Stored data
***

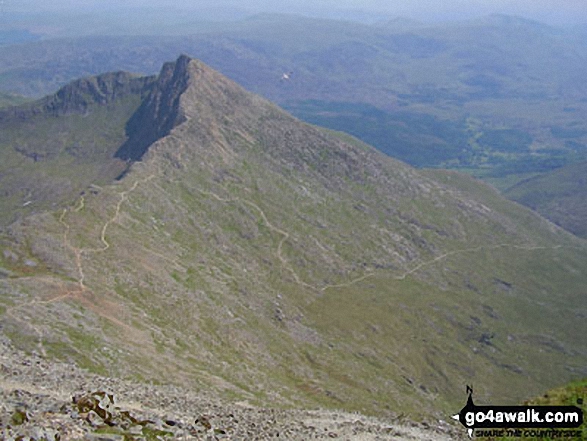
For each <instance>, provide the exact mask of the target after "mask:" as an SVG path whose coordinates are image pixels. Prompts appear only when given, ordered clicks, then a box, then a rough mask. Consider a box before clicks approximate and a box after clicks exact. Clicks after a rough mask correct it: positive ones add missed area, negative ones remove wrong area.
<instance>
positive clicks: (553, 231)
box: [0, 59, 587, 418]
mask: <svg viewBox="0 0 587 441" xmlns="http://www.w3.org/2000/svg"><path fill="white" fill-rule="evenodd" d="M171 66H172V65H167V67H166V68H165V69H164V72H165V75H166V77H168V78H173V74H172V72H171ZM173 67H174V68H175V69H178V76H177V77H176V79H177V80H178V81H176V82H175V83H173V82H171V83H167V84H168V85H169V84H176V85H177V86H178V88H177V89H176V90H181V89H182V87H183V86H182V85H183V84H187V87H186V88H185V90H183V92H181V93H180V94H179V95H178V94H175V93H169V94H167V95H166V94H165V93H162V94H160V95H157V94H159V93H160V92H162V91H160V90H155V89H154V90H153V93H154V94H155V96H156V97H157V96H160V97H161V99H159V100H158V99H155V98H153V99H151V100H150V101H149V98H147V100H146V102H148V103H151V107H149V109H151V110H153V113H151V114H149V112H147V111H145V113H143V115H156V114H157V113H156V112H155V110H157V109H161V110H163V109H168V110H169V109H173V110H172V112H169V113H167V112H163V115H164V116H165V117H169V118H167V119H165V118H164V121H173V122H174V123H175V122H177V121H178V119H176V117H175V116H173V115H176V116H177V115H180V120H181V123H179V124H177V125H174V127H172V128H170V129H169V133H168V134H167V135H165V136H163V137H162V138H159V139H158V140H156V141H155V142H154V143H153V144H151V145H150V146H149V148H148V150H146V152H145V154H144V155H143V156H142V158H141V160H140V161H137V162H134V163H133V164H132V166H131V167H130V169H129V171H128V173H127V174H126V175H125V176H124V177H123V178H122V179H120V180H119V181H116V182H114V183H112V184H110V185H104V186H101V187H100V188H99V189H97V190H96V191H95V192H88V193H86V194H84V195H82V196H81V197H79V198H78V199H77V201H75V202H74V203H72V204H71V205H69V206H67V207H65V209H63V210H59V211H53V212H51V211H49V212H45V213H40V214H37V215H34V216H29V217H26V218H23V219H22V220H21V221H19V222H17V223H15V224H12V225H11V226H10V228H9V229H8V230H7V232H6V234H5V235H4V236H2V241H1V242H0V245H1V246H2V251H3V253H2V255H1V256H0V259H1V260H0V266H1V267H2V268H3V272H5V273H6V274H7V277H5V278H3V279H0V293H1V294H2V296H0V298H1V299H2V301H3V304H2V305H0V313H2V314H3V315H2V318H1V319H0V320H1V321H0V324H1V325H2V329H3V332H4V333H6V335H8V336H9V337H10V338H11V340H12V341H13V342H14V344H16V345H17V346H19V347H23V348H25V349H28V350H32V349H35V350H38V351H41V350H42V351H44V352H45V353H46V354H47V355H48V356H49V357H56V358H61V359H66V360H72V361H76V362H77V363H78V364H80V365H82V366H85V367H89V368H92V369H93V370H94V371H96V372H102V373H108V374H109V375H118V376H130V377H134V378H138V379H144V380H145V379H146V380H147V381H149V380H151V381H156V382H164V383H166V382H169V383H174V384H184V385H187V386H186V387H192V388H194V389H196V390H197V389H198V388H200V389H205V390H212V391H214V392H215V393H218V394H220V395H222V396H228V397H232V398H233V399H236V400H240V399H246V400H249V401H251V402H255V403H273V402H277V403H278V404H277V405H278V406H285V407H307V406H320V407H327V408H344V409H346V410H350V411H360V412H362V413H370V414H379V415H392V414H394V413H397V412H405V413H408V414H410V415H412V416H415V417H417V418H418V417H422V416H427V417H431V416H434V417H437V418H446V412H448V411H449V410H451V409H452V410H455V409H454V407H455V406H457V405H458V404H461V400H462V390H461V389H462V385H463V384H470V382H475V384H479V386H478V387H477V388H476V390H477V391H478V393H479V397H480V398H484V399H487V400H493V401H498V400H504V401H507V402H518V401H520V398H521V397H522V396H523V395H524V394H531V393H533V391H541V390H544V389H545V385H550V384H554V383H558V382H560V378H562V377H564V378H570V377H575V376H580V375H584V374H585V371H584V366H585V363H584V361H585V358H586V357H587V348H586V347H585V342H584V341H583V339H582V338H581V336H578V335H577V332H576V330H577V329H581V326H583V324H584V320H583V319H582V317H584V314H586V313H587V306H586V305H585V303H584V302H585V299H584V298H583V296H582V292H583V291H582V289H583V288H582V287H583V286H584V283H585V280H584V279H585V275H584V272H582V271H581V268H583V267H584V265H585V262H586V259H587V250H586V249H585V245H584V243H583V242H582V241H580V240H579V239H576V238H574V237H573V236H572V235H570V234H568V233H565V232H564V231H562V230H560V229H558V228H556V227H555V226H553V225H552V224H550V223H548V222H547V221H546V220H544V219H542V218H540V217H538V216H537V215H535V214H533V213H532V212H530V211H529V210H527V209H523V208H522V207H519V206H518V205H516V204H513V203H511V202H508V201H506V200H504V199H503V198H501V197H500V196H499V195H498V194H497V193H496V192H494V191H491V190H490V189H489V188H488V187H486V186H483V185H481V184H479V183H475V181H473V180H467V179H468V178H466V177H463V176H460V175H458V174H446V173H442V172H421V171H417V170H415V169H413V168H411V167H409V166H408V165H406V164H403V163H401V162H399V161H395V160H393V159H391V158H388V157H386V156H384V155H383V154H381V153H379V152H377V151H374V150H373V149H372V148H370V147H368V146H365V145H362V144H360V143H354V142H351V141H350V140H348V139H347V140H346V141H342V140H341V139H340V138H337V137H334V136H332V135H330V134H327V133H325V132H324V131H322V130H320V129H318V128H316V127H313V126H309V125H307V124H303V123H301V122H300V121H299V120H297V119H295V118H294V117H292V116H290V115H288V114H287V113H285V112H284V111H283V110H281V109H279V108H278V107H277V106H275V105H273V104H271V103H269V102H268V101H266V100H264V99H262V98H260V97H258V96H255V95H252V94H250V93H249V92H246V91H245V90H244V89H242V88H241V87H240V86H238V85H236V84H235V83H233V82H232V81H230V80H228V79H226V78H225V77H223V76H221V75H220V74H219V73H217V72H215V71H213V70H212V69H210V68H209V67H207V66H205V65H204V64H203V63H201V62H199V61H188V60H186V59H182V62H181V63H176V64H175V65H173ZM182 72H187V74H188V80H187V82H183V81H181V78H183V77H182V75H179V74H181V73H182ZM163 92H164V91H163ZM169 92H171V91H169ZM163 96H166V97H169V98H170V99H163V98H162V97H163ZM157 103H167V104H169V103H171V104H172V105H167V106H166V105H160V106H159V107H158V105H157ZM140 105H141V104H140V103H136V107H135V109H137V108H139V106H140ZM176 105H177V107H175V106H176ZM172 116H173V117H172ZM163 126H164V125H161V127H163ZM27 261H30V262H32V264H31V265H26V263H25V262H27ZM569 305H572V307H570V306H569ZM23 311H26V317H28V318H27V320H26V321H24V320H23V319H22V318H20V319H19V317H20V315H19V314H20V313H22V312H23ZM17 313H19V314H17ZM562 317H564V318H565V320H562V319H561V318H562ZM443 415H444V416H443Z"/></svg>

***

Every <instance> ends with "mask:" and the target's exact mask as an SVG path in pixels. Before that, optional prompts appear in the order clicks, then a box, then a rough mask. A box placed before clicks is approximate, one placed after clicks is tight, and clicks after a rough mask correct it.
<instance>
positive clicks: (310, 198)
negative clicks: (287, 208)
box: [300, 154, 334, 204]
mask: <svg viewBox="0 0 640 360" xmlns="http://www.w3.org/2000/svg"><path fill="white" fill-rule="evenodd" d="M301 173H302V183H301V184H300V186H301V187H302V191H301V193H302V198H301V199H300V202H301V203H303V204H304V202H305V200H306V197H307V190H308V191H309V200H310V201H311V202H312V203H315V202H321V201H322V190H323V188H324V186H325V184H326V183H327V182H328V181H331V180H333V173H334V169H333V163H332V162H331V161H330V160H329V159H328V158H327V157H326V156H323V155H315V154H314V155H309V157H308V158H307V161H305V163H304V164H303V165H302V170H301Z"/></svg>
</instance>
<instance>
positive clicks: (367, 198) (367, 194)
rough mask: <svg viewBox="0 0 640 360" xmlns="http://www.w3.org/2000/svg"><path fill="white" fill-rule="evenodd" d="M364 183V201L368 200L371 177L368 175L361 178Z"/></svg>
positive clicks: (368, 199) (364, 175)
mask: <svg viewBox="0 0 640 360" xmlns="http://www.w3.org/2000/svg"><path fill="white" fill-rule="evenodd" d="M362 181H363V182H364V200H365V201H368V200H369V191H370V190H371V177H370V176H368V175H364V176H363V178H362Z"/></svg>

***

__Task item__. Rewrite the lines starting at the one containing "For each <instance>, provide" and ending at the one containing "box: [0, 59, 587, 418]", replacing "positive clicks" with "foreground clicks" and keeping everything else the same.

__Completed exercise__.
For each <instance>, provide the exact mask of the target after "mask:" as an SVG path whose coordinates are image pixels. Prompts appear only when given, ordered clicks, then a box, then a rough mask. Consider a box before clicks approximate and a box after clicks exact. Clicks after a rough mask correct it: positive ones add missed area, negative ones remove wrong area.
<instance>
foreground clicks: (553, 231)
box: [0, 59, 587, 418]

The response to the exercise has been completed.